§ **What the task asks**: Copy the data verbatim from the line containing "Indicate the window opening" through the line containing "x=770, y=498", both lines included.

§ **Data**:
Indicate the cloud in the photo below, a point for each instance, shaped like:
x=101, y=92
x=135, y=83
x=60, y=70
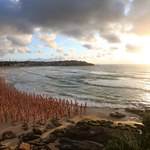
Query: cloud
x=49, y=39
x=133, y=48
x=67, y=17
x=139, y=16
x=88, y=46
x=20, y=40
x=112, y=38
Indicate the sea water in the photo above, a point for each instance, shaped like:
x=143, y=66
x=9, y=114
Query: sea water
x=115, y=86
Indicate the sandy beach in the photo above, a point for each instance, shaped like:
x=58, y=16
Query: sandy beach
x=30, y=121
x=91, y=114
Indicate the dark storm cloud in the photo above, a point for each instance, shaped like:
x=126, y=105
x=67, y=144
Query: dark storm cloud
x=72, y=17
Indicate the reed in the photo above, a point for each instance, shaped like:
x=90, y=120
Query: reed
x=17, y=106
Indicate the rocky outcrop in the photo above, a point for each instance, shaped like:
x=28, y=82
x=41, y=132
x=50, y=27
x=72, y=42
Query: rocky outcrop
x=8, y=135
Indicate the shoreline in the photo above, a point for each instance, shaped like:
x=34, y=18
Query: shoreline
x=17, y=134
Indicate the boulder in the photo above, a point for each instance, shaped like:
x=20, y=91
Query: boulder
x=8, y=135
x=134, y=110
x=69, y=144
x=29, y=137
x=37, y=131
x=117, y=115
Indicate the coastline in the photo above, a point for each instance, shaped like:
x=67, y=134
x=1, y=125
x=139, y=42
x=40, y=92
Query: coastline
x=16, y=135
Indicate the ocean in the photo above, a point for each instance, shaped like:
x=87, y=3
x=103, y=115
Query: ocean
x=113, y=86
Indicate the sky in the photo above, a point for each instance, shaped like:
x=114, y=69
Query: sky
x=96, y=31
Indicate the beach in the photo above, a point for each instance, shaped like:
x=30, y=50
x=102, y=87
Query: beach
x=26, y=122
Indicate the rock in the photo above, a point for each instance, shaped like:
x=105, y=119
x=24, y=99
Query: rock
x=8, y=135
x=40, y=147
x=70, y=121
x=140, y=127
x=69, y=144
x=29, y=137
x=37, y=131
x=25, y=126
x=49, y=126
x=55, y=122
x=24, y=146
x=54, y=136
x=135, y=110
x=117, y=115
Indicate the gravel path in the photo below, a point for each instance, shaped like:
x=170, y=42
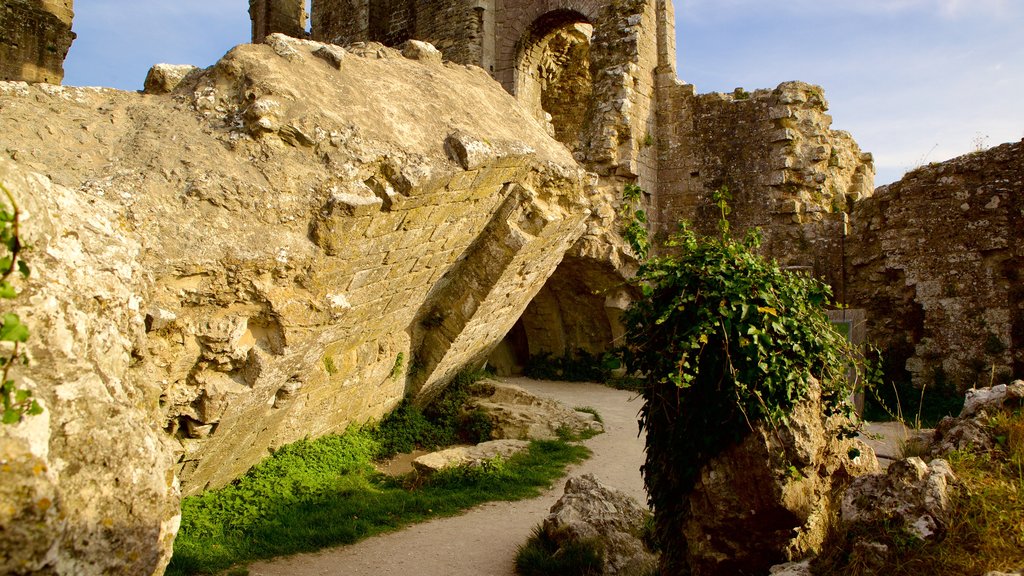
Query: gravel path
x=483, y=541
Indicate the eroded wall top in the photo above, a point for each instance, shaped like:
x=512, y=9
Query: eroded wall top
x=35, y=37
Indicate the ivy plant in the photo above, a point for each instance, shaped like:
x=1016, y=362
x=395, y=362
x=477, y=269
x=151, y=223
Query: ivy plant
x=16, y=402
x=725, y=339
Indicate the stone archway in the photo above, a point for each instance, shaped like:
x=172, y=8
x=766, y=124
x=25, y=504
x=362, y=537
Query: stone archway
x=553, y=76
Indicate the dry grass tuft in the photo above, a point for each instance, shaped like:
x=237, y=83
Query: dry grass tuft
x=987, y=528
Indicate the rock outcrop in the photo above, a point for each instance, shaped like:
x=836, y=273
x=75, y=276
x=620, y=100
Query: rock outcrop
x=591, y=511
x=771, y=498
x=473, y=456
x=288, y=243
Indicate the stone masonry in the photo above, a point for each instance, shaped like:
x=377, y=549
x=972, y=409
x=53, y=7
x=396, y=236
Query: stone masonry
x=937, y=261
x=35, y=37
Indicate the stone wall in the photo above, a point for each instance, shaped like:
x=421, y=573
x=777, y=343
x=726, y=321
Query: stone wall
x=35, y=37
x=936, y=259
x=278, y=16
x=290, y=243
x=788, y=172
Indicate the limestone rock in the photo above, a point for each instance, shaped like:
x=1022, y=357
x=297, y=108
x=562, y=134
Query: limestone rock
x=423, y=51
x=792, y=569
x=88, y=486
x=516, y=413
x=212, y=276
x=591, y=510
x=752, y=508
x=164, y=78
x=911, y=494
x=473, y=456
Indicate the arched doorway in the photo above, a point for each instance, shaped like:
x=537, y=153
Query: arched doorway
x=553, y=73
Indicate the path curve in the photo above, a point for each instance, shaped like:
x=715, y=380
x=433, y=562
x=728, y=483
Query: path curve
x=483, y=540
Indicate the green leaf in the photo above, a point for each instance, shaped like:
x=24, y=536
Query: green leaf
x=12, y=329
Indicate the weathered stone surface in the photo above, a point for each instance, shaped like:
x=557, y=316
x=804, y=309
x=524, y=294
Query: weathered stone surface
x=936, y=260
x=753, y=507
x=164, y=78
x=216, y=273
x=911, y=495
x=35, y=37
x=591, y=510
x=792, y=569
x=994, y=398
x=473, y=456
x=517, y=414
x=88, y=486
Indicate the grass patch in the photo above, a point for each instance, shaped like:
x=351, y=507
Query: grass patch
x=542, y=556
x=326, y=492
x=296, y=508
x=986, y=532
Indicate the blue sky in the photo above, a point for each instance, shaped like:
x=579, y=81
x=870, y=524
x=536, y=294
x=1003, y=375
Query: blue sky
x=914, y=81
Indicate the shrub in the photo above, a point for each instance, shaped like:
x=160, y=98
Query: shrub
x=725, y=339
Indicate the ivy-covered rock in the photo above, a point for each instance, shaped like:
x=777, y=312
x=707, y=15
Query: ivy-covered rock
x=744, y=404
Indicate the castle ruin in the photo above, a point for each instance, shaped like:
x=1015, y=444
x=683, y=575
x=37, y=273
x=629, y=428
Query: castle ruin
x=295, y=239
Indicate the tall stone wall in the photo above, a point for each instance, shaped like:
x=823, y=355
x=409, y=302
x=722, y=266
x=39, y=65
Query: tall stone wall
x=936, y=259
x=35, y=37
x=788, y=172
x=278, y=16
x=292, y=242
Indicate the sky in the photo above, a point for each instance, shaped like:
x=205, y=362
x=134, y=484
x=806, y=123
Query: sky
x=914, y=81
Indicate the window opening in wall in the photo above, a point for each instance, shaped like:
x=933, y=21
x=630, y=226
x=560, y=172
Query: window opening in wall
x=553, y=74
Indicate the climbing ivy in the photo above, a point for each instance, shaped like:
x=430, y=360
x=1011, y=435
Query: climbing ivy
x=16, y=402
x=725, y=339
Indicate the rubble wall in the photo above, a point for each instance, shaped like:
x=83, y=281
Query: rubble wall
x=278, y=16
x=936, y=261
x=289, y=244
x=35, y=37
x=788, y=172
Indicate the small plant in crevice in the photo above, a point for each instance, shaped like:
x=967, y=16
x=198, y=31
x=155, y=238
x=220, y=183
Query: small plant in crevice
x=17, y=403
x=399, y=363
x=329, y=366
x=634, y=220
x=580, y=366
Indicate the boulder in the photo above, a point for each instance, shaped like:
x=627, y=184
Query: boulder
x=473, y=456
x=516, y=413
x=591, y=510
x=912, y=495
x=164, y=78
x=770, y=498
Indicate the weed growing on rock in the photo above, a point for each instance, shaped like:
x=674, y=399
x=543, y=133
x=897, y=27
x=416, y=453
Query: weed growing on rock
x=16, y=402
x=725, y=339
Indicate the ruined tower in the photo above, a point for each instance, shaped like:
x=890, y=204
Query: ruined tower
x=270, y=16
x=35, y=37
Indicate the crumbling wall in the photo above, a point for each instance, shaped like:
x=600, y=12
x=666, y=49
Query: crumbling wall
x=278, y=16
x=35, y=37
x=788, y=172
x=288, y=244
x=936, y=259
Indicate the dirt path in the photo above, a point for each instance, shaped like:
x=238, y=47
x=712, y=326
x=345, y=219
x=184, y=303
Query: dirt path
x=483, y=541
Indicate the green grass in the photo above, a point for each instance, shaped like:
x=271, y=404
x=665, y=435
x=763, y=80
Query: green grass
x=326, y=492
x=282, y=508
x=542, y=556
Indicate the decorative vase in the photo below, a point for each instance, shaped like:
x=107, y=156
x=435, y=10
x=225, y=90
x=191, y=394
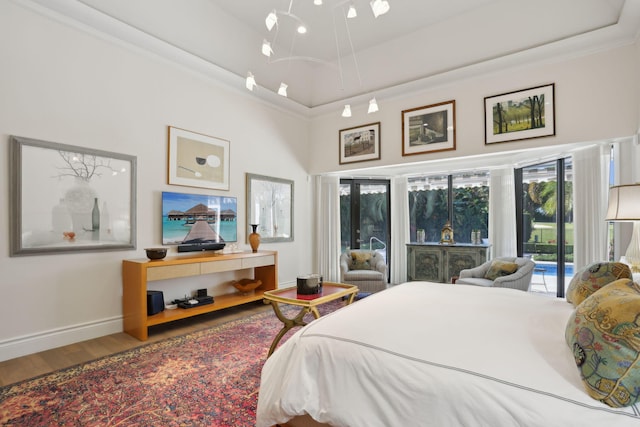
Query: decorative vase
x=80, y=199
x=254, y=238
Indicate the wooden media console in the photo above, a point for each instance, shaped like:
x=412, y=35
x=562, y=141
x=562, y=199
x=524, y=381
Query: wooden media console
x=136, y=273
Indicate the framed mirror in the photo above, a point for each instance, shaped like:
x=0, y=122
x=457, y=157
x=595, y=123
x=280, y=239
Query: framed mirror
x=270, y=205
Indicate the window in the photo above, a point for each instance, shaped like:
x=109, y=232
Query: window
x=462, y=198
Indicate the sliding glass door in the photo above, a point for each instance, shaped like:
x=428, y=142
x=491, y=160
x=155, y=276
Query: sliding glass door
x=545, y=223
x=364, y=215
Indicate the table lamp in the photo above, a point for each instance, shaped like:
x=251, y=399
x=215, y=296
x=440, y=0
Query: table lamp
x=624, y=205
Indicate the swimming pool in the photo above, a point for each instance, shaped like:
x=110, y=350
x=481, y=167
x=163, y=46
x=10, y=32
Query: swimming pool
x=551, y=269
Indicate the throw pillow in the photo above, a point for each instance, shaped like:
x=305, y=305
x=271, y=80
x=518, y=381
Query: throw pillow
x=604, y=334
x=500, y=268
x=593, y=277
x=360, y=261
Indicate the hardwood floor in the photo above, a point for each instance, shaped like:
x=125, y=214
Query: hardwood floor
x=33, y=365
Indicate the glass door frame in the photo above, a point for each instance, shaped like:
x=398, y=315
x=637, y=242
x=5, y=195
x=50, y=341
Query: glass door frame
x=354, y=232
x=560, y=165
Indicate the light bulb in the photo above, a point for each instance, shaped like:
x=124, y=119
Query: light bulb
x=283, y=90
x=272, y=19
x=373, y=106
x=379, y=7
x=251, y=81
x=266, y=48
x=352, y=13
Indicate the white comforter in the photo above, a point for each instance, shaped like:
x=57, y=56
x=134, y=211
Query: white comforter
x=430, y=354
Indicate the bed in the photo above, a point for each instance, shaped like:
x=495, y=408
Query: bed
x=432, y=354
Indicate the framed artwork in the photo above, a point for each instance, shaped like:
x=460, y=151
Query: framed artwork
x=429, y=129
x=270, y=205
x=360, y=143
x=523, y=114
x=70, y=199
x=197, y=160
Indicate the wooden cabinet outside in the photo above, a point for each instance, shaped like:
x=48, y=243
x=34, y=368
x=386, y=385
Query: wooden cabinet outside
x=136, y=273
x=436, y=262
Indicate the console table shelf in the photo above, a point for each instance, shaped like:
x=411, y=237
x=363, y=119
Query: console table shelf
x=136, y=273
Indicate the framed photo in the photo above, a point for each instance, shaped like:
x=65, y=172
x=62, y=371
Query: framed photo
x=270, y=205
x=70, y=199
x=360, y=143
x=524, y=114
x=197, y=160
x=429, y=129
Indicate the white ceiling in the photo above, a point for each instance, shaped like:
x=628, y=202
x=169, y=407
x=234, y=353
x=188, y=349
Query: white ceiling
x=417, y=43
x=341, y=59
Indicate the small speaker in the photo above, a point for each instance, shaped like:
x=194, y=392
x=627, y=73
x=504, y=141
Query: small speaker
x=155, y=302
x=311, y=284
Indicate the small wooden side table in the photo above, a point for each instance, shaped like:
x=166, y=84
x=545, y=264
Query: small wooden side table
x=330, y=292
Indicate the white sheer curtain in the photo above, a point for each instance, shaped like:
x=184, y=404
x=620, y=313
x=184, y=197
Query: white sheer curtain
x=399, y=230
x=590, y=192
x=502, y=213
x=327, y=232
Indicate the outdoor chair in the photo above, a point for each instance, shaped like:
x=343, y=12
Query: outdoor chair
x=503, y=272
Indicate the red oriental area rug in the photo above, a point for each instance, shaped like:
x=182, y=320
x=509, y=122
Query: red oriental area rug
x=205, y=378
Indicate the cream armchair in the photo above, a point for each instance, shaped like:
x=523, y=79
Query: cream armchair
x=490, y=274
x=365, y=269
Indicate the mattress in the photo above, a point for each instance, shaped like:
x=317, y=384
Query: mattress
x=432, y=354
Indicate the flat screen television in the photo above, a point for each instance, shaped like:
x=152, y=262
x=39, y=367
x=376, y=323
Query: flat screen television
x=198, y=222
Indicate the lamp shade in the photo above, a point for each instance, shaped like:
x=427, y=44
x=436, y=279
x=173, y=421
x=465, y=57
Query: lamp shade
x=624, y=203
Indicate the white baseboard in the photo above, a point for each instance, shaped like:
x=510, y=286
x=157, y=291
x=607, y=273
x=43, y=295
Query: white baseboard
x=46, y=340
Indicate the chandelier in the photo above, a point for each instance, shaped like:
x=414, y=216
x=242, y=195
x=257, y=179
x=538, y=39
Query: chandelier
x=378, y=7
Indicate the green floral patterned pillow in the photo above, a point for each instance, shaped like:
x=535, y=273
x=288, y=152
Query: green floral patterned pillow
x=360, y=261
x=500, y=268
x=604, y=334
x=593, y=277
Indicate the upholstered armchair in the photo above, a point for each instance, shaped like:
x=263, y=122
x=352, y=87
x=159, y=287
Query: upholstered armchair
x=365, y=269
x=503, y=272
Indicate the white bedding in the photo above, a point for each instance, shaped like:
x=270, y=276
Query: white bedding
x=431, y=354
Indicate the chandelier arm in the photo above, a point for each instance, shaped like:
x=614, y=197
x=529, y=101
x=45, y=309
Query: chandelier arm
x=335, y=34
x=353, y=52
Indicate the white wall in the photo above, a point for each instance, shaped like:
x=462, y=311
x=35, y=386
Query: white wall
x=63, y=85
x=596, y=98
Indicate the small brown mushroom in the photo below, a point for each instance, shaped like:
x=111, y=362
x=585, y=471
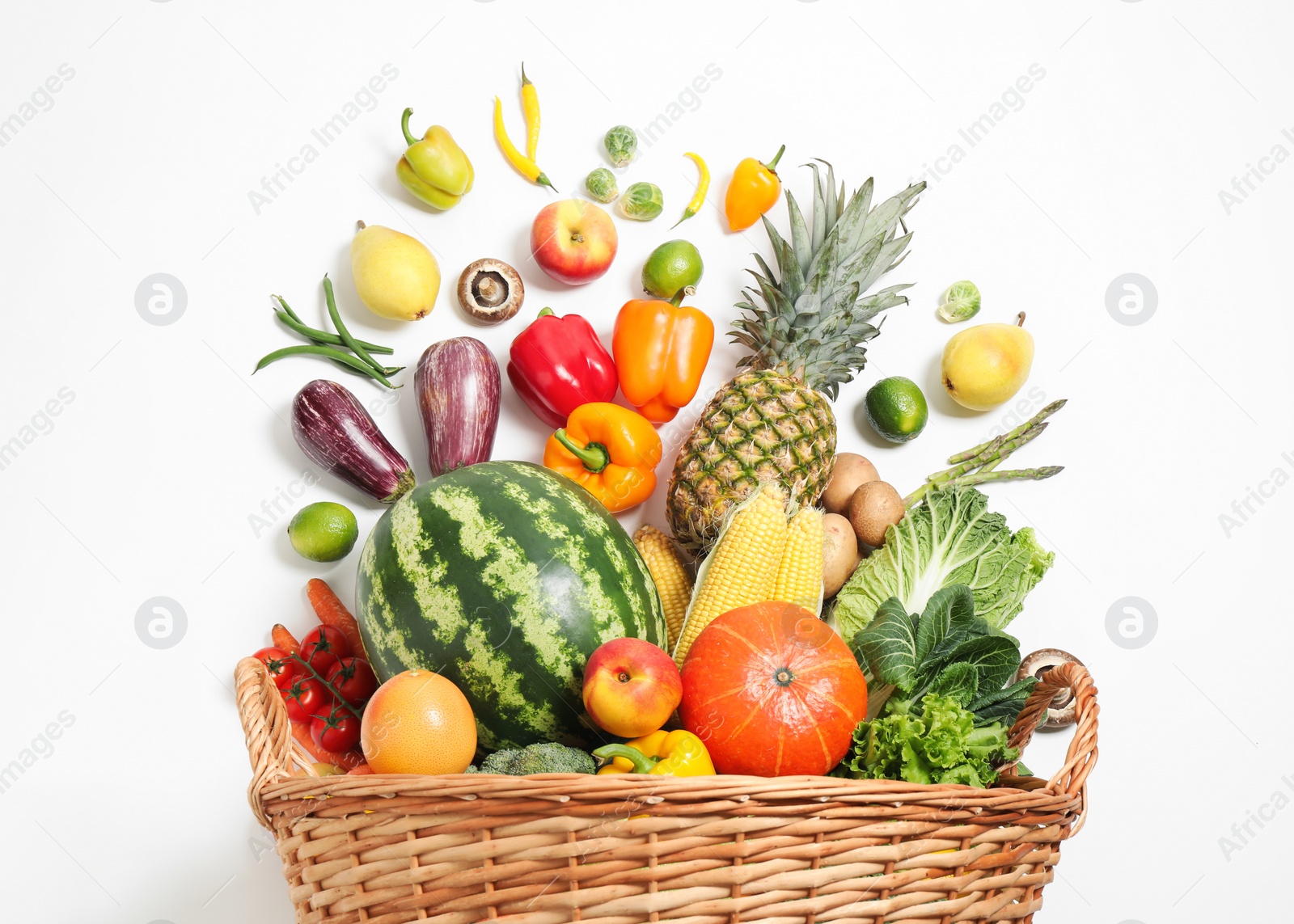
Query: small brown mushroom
x=491, y=290
x=1063, y=706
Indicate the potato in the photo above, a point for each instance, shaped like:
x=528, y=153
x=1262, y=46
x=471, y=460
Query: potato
x=851, y=471
x=873, y=508
x=839, y=553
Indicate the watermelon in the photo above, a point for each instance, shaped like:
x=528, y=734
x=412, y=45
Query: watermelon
x=504, y=577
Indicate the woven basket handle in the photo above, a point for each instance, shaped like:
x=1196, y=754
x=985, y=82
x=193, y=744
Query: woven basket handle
x=269, y=730
x=1082, y=749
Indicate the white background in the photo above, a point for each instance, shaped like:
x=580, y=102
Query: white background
x=146, y=482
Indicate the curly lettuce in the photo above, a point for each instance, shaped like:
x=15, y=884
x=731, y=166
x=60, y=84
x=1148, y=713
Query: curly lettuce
x=935, y=740
x=950, y=538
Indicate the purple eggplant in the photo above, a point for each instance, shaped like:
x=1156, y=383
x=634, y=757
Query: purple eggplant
x=459, y=394
x=338, y=434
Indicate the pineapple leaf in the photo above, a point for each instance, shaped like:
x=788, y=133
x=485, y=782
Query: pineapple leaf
x=865, y=193
x=812, y=319
x=800, y=241
x=768, y=275
x=832, y=205
x=780, y=246
x=819, y=213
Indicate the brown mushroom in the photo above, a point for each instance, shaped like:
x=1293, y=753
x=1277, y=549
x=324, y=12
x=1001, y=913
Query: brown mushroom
x=1064, y=704
x=491, y=290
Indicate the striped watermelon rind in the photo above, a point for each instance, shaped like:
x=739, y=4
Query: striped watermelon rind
x=504, y=576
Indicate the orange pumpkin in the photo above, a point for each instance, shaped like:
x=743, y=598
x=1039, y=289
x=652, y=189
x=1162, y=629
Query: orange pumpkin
x=773, y=691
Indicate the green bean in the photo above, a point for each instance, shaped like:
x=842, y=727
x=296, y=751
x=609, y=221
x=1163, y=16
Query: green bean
x=329, y=352
x=346, y=335
x=288, y=308
x=289, y=318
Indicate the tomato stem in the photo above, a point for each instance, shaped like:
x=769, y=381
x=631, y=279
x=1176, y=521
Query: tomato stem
x=328, y=686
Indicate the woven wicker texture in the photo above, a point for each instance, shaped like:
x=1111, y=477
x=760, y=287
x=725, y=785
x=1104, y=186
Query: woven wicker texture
x=631, y=848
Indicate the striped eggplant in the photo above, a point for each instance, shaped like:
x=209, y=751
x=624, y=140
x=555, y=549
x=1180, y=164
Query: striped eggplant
x=336, y=431
x=459, y=391
x=504, y=577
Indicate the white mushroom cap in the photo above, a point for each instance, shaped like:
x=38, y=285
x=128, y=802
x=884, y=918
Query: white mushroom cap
x=1061, y=711
x=491, y=290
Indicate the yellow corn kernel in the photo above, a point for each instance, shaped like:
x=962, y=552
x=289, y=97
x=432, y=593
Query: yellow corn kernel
x=742, y=566
x=672, y=575
x=800, y=572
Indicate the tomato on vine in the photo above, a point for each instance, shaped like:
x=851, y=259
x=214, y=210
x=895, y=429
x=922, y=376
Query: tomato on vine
x=306, y=699
x=336, y=732
x=323, y=648
x=353, y=680
x=282, y=667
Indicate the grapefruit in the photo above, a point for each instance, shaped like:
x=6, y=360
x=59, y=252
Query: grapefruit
x=418, y=723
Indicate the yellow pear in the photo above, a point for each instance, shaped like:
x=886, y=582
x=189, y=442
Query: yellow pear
x=987, y=364
x=395, y=275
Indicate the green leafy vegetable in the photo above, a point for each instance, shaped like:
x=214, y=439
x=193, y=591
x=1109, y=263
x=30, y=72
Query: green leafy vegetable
x=932, y=742
x=948, y=652
x=950, y=538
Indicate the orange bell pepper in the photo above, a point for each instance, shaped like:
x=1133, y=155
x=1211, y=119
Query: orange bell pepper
x=610, y=450
x=752, y=191
x=660, y=351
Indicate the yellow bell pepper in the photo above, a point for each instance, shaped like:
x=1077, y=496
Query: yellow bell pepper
x=435, y=168
x=668, y=753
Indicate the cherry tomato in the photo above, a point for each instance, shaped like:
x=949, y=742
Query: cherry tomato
x=281, y=665
x=336, y=732
x=306, y=699
x=353, y=678
x=323, y=648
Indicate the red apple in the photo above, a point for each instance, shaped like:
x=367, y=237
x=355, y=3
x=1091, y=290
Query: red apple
x=631, y=687
x=573, y=241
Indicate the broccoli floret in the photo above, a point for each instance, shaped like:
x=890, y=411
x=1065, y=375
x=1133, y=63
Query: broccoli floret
x=500, y=762
x=539, y=758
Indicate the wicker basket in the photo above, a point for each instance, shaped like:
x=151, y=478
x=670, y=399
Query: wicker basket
x=625, y=849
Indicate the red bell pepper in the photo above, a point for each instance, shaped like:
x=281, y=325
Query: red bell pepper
x=556, y=364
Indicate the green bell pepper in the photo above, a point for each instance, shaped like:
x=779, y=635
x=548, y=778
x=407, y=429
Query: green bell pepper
x=435, y=170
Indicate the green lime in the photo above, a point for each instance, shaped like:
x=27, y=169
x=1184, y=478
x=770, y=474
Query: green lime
x=673, y=265
x=324, y=532
x=896, y=408
x=959, y=302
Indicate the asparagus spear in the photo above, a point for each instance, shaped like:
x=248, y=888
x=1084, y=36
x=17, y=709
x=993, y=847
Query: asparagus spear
x=980, y=463
x=1028, y=424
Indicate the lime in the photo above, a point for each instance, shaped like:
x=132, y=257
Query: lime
x=324, y=532
x=673, y=265
x=959, y=302
x=896, y=408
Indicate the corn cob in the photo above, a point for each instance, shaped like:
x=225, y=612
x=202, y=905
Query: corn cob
x=670, y=572
x=800, y=572
x=742, y=566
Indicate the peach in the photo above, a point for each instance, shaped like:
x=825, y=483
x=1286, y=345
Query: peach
x=631, y=687
x=573, y=241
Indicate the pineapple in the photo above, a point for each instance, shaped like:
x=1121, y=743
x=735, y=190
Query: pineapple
x=806, y=333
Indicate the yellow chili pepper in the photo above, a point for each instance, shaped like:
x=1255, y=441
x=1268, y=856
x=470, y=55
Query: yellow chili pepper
x=526, y=166
x=668, y=753
x=531, y=103
x=703, y=185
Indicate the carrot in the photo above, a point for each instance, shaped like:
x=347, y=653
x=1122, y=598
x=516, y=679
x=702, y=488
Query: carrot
x=347, y=762
x=332, y=611
x=284, y=639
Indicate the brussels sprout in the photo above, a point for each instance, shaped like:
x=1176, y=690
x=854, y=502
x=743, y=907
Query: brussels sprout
x=959, y=302
x=602, y=184
x=642, y=202
x=621, y=146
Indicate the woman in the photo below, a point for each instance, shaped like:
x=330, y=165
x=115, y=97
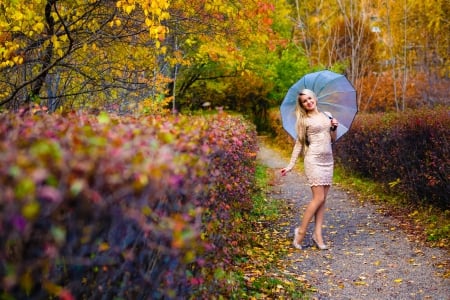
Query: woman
x=316, y=131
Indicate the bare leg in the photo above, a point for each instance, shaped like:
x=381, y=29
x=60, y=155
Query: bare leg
x=319, y=217
x=317, y=201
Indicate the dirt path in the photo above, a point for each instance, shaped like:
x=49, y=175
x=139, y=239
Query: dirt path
x=370, y=257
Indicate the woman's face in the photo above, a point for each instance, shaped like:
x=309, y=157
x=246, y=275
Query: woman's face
x=307, y=102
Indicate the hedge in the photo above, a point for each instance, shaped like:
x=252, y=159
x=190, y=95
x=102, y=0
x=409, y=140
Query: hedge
x=407, y=152
x=104, y=207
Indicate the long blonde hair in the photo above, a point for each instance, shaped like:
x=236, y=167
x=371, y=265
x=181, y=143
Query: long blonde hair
x=301, y=115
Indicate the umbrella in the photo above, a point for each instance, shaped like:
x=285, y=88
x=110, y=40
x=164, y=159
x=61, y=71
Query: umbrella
x=335, y=94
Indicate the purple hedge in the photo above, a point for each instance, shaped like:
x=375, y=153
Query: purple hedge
x=106, y=206
x=408, y=152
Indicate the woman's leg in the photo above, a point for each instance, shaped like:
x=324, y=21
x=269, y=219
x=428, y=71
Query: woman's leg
x=319, y=217
x=317, y=201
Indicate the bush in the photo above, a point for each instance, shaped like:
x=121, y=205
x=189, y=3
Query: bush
x=408, y=152
x=106, y=206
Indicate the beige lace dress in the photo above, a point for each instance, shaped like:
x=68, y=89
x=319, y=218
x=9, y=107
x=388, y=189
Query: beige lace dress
x=318, y=161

§ **Full output**:
Indicate the window opening in wall in the photo above, a point for each instance, shaped like:
x=933, y=21
x=630, y=226
x=560, y=172
Query: window opening in wall
x=553, y=74
Indicate the climbing ivy in the photo above, a point for each instance, shaped like:
x=430, y=360
x=1011, y=435
Query: climbing ivy
x=16, y=402
x=725, y=339
Indicate the rubble wall in the photo above, a point for each instance, shaped like:
x=83, y=281
Query: rubble wall
x=278, y=16
x=936, y=261
x=289, y=244
x=35, y=37
x=788, y=172
Indicate the small plant in crevice in the photo above, a point for each instance, shaped like:
x=967, y=16
x=198, y=31
x=155, y=238
x=220, y=183
Query: small plant in crevice
x=17, y=403
x=399, y=363
x=329, y=366
x=634, y=220
x=580, y=366
Indicate the boulder in the photo above, a point for each instance, shaped like:
x=627, y=184
Query: boulder
x=473, y=456
x=516, y=413
x=591, y=510
x=912, y=495
x=164, y=78
x=770, y=498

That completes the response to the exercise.